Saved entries
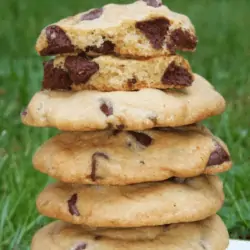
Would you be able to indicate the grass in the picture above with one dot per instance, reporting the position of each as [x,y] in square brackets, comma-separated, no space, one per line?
[222,57]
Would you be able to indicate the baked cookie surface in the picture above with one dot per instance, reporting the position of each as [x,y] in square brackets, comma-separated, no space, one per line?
[148,204]
[126,157]
[110,73]
[207,234]
[139,29]
[129,110]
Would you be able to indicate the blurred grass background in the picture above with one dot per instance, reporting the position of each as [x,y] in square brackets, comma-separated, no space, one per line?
[223,57]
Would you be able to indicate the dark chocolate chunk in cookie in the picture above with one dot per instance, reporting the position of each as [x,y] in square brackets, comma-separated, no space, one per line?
[106,108]
[182,39]
[142,138]
[106,48]
[81,246]
[95,156]
[80,69]
[153,3]
[93,14]
[131,82]
[55,78]
[155,31]
[58,42]
[176,75]
[218,156]
[72,205]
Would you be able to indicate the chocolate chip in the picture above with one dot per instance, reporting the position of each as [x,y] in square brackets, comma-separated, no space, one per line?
[93,14]
[80,69]
[106,48]
[58,42]
[202,244]
[182,39]
[153,3]
[155,31]
[142,138]
[24,113]
[94,164]
[106,108]
[131,82]
[218,156]
[177,180]
[72,205]
[176,75]
[120,127]
[55,78]
[81,246]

▶ _Instructions for the task_
In the copy, omit the pictures and give every line of the data exactly.

▶ _Expected output_
Would you be able to indicate the grass in the picture above with one dot per instance, reporting the position of each as [x,y] in square brackets, comma-separated, no space, one per line?
[222,57]
Would you be able to indicate the baked cookie surface in the picture above with one dot per instance, reporting the position of each as [x,y] in square brackets, comma-separated, no space, one per line?
[148,204]
[126,157]
[110,73]
[207,234]
[139,29]
[129,110]
Would you be able to indicate the blurred grass background in the picture above with one dot per instance, reporting the position of each as [x,y] in square brackets, comma-separated, no space, one per line?
[223,57]
Would you be able to indicate the dark chocolate chunk in cookie in the picture above with one dot per instance, reporting the position of each as [x,y] in square brackets, comma-separated, no space, one per line?
[106,108]
[182,39]
[142,138]
[106,48]
[81,246]
[95,156]
[80,69]
[153,3]
[93,14]
[131,82]
[55,78]
[155,31]
[58,42]
[176,75]
[218,156]
[72,205]
Would you be able to indicate the chocolate chip in the picture above with one dot per instance, reporting the position of each as [x,y] in square brackets, comma-separated, no space, one per line?
[93,14]
[80,69]
[106,48]
[58,42]
[202,244]
[182,39]
[153,3]
[155,31]
[142,138]
[24,113]
[94,164]
[106,108]
[131,82]
[218,156]
[177,180]
[72,205]
[176,75]
[120,127]
[55,78]
[81,246]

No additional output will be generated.